Wherever the string "resolution" occurs in a line of these records, report that line.

-- Opening Marker --

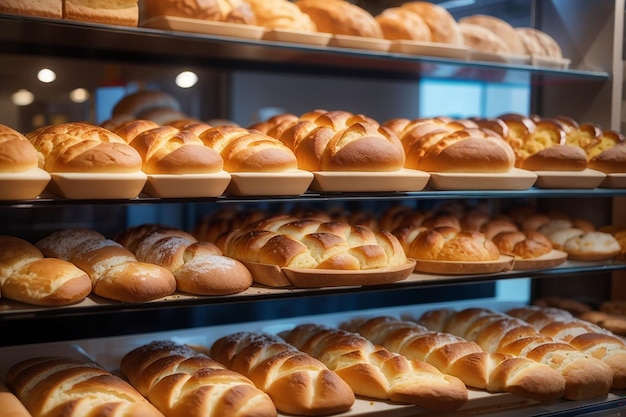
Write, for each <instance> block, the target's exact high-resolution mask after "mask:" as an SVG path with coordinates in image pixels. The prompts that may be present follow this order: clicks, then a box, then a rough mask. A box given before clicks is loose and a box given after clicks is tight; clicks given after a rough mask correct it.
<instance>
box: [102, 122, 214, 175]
mask: <svg viewBox="0 0 626 417" xmlns="http://www.w3.org/2000/svg"><path fill="white" fill-rule="evenodd" d="M114 132H115V133H116V134H118V135H119V136H120V137H122V138H123V139H124V140H126V142H127V143H129V144H130V145H131V146H132V147H133V148H135V149H136V150H137V152H139V154H140V155H141V158H142V160H143V168H142V169H143V171H144V172H145V173H146V174H196V173H214V172H220V171H221V170H222V168H223V166H224V161H223V160H222V157H221V156H220V155H219V154H218V153H217V152H216V151H215V150H214V149H212V148H209V147H208V146H204V143H203V142H202V141H201V140H200V138H198V137H197V136H196V135H195V134H194V133H193V132H192V130H190V129H183V130H180V129H177V128H176V127H174V126H159V125H158V124H157V123H155V122H152V121H148V120H132V121H128V122H125V123H122V124H121V125H119V126H118V127H117V128H115V130H114Z"/></svg>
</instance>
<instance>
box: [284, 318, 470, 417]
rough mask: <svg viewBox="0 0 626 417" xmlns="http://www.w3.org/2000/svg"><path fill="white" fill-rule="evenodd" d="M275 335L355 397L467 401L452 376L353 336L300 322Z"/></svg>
mask: <svg viewBox="0 0 626 417" xmlns="http://www.w3.org/2000/svg"><path fill="white" fill-rule="evenodd" d="M280 336H281V337H282V338H284V339H285V340H286V341H287V342H288V343H290V344H292V345H294V346H295V347H296V348H298V349H299V350H301V351H303V352H306V353H308V354H309V355H311V356H313V357H315V358H318V359H319V360H320V361H322V362H323V363H324V365H326V366H327V367H328V368H329V369H331V370H333V371H334V372H335V373H336V374H337V375H339V376H340V377H341V378H342V379H343V380H344V381H346V382H347V383H348V385H350V387H351V388H352V390H353V391H354V393H355V394H356V395H358V396H362V397H369V398H376V399H380V400H391V401H397V402H402V403H409V404H416V405H419V406H421V407H424V408H426V409H428V410H436V411H451V410H456V409H457V408H459V407H461V406H462V405H463V404H464V403H465V402H466V401H467V396H468V393H467V389H466V388H465V385H464V384H463V382H461V381H460V380H459V379H457V378H456V377H452V376H449V375H445V374H443V373H441V372H440V371H439V370H437V369H436V368H435V367H434V366H431V365H429V364H427V363H425V362H423V361H418V360H408V359H407V358H406V357H404V356H402V355H400V354H398V353H394V352H391V351H389V350H387V349H386V348H384V347H382V346H379V345H374V344H373V343H372V342H370V341H369V340H367V339H366V338H364V337H363V336H361V335H359V334H356V333H352V332H349V331H347V330H343V329H337V328H330V327H325V326H321V325H317V324H301V325H298V326H296V327H295V328H293V329H292V330H289V331H285V332H283V333H280Z"/></svg>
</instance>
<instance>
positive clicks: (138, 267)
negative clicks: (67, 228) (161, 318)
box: [35, 228, 176, 303]
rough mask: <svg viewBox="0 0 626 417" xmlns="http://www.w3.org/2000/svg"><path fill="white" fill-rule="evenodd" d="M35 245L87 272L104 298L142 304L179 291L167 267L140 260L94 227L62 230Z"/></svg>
mask: <svg viewBox="0 0 626 417" xmlns="http://www.w3.org/2000/svg"><path fill="white" fill-rule="evenodd" d="M35 246H37V248H38V249H39V250H41V252H42V253H43V254H44V256H48V257H57V258H61V259H64V260H66V261H69V262H72V263H73V264H74V265H76V266H77V267H79V268H80V269H82V270H83V271H85V272H86V273H87V274H88V275H89V277H90V278H91V282H92V288H93V293H94V294H96V295H99V296H101V297H105V298H109V299H112V300H116V301H123V302H130V303H140V302H145V301H150V300H154V299H157V298H161V297H165V296H167V295H171V294H172V293H173V292H174V291H175V290H176V280H175V278H174V277H173V276H172V274H171V273H170V272H169V271H167V270H166V269H165V268H162V267H160V266H157V265H154V264H148V263H145V262H139V261H138V260H137V258H136V257H135V255H133V254H132V253H131V252H130V251H129V250H127V249H126V248H124V247H123V246H122V245H120V244H119V243H117V242H115V241H113V240H110V239H106V238H105V237H104V236H102V235H101V234H100V233H98V232H96V231H94V230H91V229H81V228H69V229H61V230H58V231H56V232H53V233H51V234H49V235H47V236H45V237H44V238H42V239H41V240H39V241H38V242H37V243H36V245H35Z"/></svg>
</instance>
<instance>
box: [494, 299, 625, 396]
mask: <svg viewBox="0 0 626 417" xmlns="http://www.w3.org/2000/svg"><path fill="white" fill-rule="evenodd" d="M506 314H508V315H510V316H513V317H517V318H520V319H522V320H524V321H526V322H527V323H529V324H531V325H532V326H534V327H535V328H536V329H537V330H539V332H541V334H544V335H547V336H550V337H552V338H554V339H555V340H562V341H564V342H567V343H569V344H571V345H572V346H574V347H575V348H577V349H579V350H580V351H581V352H584V353H585V354H587V355H589V356H591V357H594V358H597V359H600V360H601V361H603V362H604V363H606V364H607V365H608V366H609V367H610V368H611V370H612V371H613V383H612V385H611V387H612V388H613V389H624V388H626V343H625V342H624V341H623V340H622V339H620V338H619V337H616V336H615V335H613V334H611V333H610V332H608V331H606V330H605V329H602V328H601V327H599V326H595V325H593V324H591V323H588V322H586V321H584V320H580V319H577V318H575V317H574V316H572V315H571V314H570V313H568V312H567V311H565V310H560V309H555V308H541V307H537V306H524V307H518V308H513V309H510V310H507V311H506Z"/></svg>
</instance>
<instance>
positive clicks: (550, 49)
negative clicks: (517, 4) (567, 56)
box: [515, 28, 563, 58]
mask: <svg viewBox="0 0 626 417" xmlns="http://www.w3.org/2000/svg"><path fill="white" fill-rule="evenodd" d="M515 31H516V32H517V33H518V35H519V36H520V38H521V39H522V42H523V43H524V47H525V48H526V54H527V55H531V56H540V57H546V58H563V52H562V51H561V47H560V45H559V44H558V43H557V42H556V41H555V40H554V38H552V37H551V36H550V35H548V34H547V33H545V32H543V31H540V30H538V29H535V28H515Z"/></svg>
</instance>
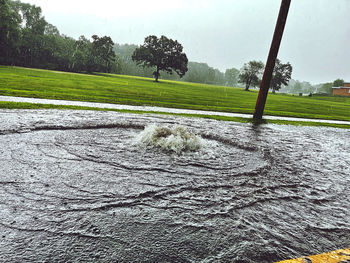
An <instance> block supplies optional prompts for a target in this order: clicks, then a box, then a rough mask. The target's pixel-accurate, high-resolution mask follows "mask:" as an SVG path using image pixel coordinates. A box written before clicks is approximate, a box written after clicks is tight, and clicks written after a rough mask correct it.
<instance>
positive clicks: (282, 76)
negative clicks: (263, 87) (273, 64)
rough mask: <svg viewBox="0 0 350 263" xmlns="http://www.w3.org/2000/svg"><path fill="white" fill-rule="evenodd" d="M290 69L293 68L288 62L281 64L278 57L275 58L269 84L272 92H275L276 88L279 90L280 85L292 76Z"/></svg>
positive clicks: (275, 91)
mask: <svg viewBox="0 0 350 263" xmlns="http://www.w3.org/2000/svg"><path fill="white" fill-rule="evenodd" d="M292 71H293V68H292V65H291V64H290V63H289V62H287V63H286V64H283V63H281V61H280V60H279V59H276V63H275V67H274V69H273V74H272V79H271V84H270V88H272V93H275V92H276V90H280V88H281V87H282V85H288V82H289V80H290V79H291V77H292Z"/></svg>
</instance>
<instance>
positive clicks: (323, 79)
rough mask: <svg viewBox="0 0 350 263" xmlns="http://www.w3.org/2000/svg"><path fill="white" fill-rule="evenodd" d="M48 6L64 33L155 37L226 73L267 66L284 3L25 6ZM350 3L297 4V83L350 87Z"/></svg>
mask: <svg viewBox="0 0 350 263" xmlns="http://www.w3.org/2000/svg"><path fill="white" fill-rule="evenodd" d="M22 1H23V2H27V3H31V4H35V5H37V6H40V7H41V8H42V10H43V15H44V16H45V18H46V20H47V21H48V22H49V23H51V24H53V25H55V26H56V27H57V28H58V29H59V30H60V32H61V33H62V34H65V35H68V36H71V37H74V38H78V37H79V36H80V35H85V36H86V37H91V36H92V35H93V34H97V35H99V36H104V35H108V36H110V37H112V39H113V41H114V42H116V43H120V44H124V43H129V44H137V45H139V44H142V43H143V40H144V38H145V37H146V36H148V35H151V34H152V35H157V36H160V35H166V36H167V37H170V38H173V39H176V40H178V41H179V42H180V43H181V44H182V45H183V47H184V52H185V53H186V54H187V57H188V58H189V60H190V61H197V62H206V63H208V64H209V65H210V66H212V67H215V68H218V69H220V70H221V71H225V69H227V68H232V67H236V68H238V69H240V68H241V67H242V65H243V64H244V63H245V62H248V61H250V60H262V61H263V62H264V63H265V62H266V58H267V54H268V51H269V47H270V43H271V40H272V34H273V30H274V27H275V23H276V19H277V15H278V11H279V7H280V3H281V0H176V1H170V0H99V1H96V0H94V1H91V0H22ZM349 12H350V0H292V4H291V7H290V11H289V15H288V20H287V25H286V28H285V33H284V36H283V39H282V44H281V48H280V52H279V58H280V59H281V60H282V62H287V61H289V62H290V63H291V64H292V66H293V75H292V78H294V79H298V80H302V81H309V82H311V83H313V84H317V83H320V82H331V81H333V80H335V79H337V78H343V79H344V80H345V81H348V82H350V21H349V20H350V17H349Z"/></svg>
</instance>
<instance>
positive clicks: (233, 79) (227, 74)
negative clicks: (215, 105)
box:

-- Closing Marker --

» Exercise output
Write, for each <instance> block, the target's exact high-resolution mask after "mask:" as an SVG path with coordinates in image pixels. The prompts that may be present follow this order: clicks, then a box, then a rough mask. A box given before clicks is loose and a box given after clicks is tight; clicks given after a rough mask correct it.
An <instance> block supplies optional prompts for a target in this order: clicks, then a box, then a rough mask. The target's pixel-accurate, high-resolution mask follows "mask:" as an SVG path using image pixel coordinates. A box written before clicks is approximate, a box written after clicks is tight, and clicks written after a rough mask correct it.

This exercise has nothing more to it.